§ The problem:
Print the entire listing. Each line must match the original exactly.

§ Provided information:
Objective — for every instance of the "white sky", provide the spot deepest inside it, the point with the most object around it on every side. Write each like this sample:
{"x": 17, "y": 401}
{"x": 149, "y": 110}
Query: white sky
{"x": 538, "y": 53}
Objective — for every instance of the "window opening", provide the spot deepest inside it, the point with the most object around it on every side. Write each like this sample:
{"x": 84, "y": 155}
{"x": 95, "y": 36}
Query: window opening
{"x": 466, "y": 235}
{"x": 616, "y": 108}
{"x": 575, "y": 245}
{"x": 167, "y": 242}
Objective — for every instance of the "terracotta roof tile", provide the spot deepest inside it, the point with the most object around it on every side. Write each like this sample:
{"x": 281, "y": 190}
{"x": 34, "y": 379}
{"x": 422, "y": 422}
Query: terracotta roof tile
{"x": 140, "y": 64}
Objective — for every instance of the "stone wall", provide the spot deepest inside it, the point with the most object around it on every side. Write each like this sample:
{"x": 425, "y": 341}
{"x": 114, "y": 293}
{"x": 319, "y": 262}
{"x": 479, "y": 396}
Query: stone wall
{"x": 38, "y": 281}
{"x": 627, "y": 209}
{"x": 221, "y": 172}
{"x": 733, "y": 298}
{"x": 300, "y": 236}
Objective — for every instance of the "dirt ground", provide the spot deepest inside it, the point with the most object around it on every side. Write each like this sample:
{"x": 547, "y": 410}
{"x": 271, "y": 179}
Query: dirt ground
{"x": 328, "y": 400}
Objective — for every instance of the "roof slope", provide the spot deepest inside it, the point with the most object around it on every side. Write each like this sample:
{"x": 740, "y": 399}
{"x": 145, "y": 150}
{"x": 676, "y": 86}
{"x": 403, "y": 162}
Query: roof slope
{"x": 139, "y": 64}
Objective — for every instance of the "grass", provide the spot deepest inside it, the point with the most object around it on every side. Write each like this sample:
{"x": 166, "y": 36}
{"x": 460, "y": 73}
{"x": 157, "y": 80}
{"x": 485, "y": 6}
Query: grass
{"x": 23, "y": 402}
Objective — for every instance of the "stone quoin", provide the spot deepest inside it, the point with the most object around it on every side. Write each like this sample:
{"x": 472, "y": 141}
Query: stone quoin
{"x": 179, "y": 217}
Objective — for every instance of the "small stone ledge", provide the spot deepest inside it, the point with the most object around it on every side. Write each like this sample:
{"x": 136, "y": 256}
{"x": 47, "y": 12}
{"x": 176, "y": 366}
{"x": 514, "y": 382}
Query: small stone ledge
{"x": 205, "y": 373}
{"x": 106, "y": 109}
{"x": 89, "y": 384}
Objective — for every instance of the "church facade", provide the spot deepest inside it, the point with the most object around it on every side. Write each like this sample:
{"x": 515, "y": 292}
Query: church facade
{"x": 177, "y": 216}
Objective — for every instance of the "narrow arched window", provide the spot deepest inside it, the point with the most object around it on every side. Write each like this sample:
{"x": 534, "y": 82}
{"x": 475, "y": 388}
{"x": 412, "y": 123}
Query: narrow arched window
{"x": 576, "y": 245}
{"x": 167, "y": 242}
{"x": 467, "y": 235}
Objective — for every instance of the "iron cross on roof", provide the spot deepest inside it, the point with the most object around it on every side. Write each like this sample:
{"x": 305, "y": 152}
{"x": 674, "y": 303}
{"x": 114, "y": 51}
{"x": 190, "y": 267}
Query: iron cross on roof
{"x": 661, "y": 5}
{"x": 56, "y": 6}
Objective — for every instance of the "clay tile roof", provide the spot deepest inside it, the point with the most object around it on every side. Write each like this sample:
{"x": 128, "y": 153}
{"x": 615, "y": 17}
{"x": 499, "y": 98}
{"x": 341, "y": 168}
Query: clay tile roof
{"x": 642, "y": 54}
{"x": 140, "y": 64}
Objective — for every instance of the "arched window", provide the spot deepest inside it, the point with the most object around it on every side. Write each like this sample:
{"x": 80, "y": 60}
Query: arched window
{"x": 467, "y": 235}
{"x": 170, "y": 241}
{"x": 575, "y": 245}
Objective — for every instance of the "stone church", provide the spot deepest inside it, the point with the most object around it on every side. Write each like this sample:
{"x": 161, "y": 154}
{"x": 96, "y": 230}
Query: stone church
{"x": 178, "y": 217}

§ Written answer:
Objective — for every instance of the "white sky", provide the spot deepest inside it, the point with the most object around it on every side. Write each like this sample:
{"x": 17, "y": 401}
{"x": 149, "y": 110}
Query: white sky
{"x": 538, "y": 53}
Objective — for every instance of the "window opening", provide the spot deepest inside it, the point with the most object around it on every side. Write each like this sample:
{"x": 84, "y": 155}
{"x": 95, "y": 36}
Query: window opening
{"x": 466, "y": 235}
{"x": 616, "y": 108}
{"x": 575, "y": 245}
{"x": 167, "y": 242}
Objective — for every instance of the "terracotta roof tile", provide the spot deepest inside it, the point with the most object around it on every side. Write each like this sample:
{"x": 281, "y": 190}
{"x": 34, "y": 379}
{"x": 422, "y": 422}
Query: terracotta roof tile
{"x": 140, "y": 64}
Objective — for every instance of the "stone wall", provide the spot deepest inside it, the point with the most object around it on every side. Write each like this sample:
{"x": 425, "y": 341}
{"x": 114, "y": 293}
{"x": 319, "y": 262}
{"x": 479, "y": 396}
Query: stone wall
{"x": 38, "y": 281}
{"x": 627, "y": 209}
{"x": 221, "y": 172}
{"x": 733, "y": 298}
{"x": 300, "y": 236}
Objective — for every instance of the "dirt ground", provide the spot deepest inside it, the point with the most object around it on every side. Write each like this sample:
{"x": 547, "y": 410}
{"x": 271, "y": 179}
Query: dirt ground
{"x": 328, "y": 400}
Objective — for every instance of the "roof slope", provide the spot deepest inside it, the point with the most object around it on every side. Write each like this sample:
{"x": 740, "y": 399}
{"x": 145, "y": 150}
{"x": 676, "y": 86}
{"x": 403, "y": 162}
Query: roof slope
{"x": 139, "y": 64}
Objective — for every instance of the "grass", provide the spot deepest inside it, the point with the most object around it on every side. Write each like this sample:
{"x": 166, "y": 36}
{"x": 460, "y": 73}
{"x": 157, "y": 80}
{"x": 485, "y": 6}
Query: grass
{"x": 23, "y": 402}
Objective — for every instance of the "stone quoin", provide the spot deepest inside it, the point with the most object around it on every side. Write each like this sample:
{"x": 472, "y": 141}
Query: stone quoin
{"x": 179, "y": 217}
Objective — for every instance of the "small stone ledge", provide the spot deepest inside it, the point with the most object around it on every side. Write each like this sample:
{"x": 136, "y": 256}
{"x": 47, "y": 12}
{"x": 176, "y": 366}
{"x": 514, "y": 382}
Query: small stone ledge
{"x": 205, "y": 373}
{"x": 106, "y": 109}
{"x": 89, "y": 384}
Objective — for every instance of the "church facade", provide the spot deepest inside it, the point with the most object around it on every side. Write each like this sample:
{"x": 515, "y": 292}
Query: church facade
{"x": 177, "y": 216}
Objective — for every instance of the "narrow arched window", provide the spot deepest inside it, the point with the most object around it on every side. Write each like this sample:
{"x": 534, "y": 82}
{"x": 475, "y": 388}
{"x": 412, "y": 123}
Query: narrow arched window
{"x": 576, "y": 245}
{"x": 167, "y": 242}
{"x": 467, "y": 235}
Objective — for every instance of the "iron cross on roof", provide the spot deepest inside it, the point with the most object around it on every side. Write each like this sample:
{"x": 305, "y": 152}
{"x": 674, "y": 303}
{"x": 114, "y": 51}
{"x": 190, "y": 267}
Query: iron cross on roof
{"x": 661, "y": 5}
{"x": 56, "y": 6}
Objective — for every instance of the "clay tile roof", provide the spot deepest inside it, the point with the most object around it on every side. Write each like this sample:
{"x": 128, "y": 153}
{"x": 615, "y": 17}
{"x": 499, "y": 98}
{"x": 341, "y": 168}
Query: clay tile roof
{"x": 642, "y": 54}
{"x": 140, "y": 64}
Objective — for every instance of the "arched window", provide the spot deepest inside it, the point with the most object around it on every side. Write each like this sample:
{"x": 80, "y": 60}
Query: arched window
{"x": 467, "y": 235}
{"x": 170, "y": 241}
{"x": 575, "y": 245}
Objective — for every instance of the "stone church", provide the spot deepest inside it, the point with the most object around it on every side. Write each like this sample:
{"x": 161, "y": 154}
{"x": 96, "y": 230}
Query: stone church
{"x": 178, "y": 217}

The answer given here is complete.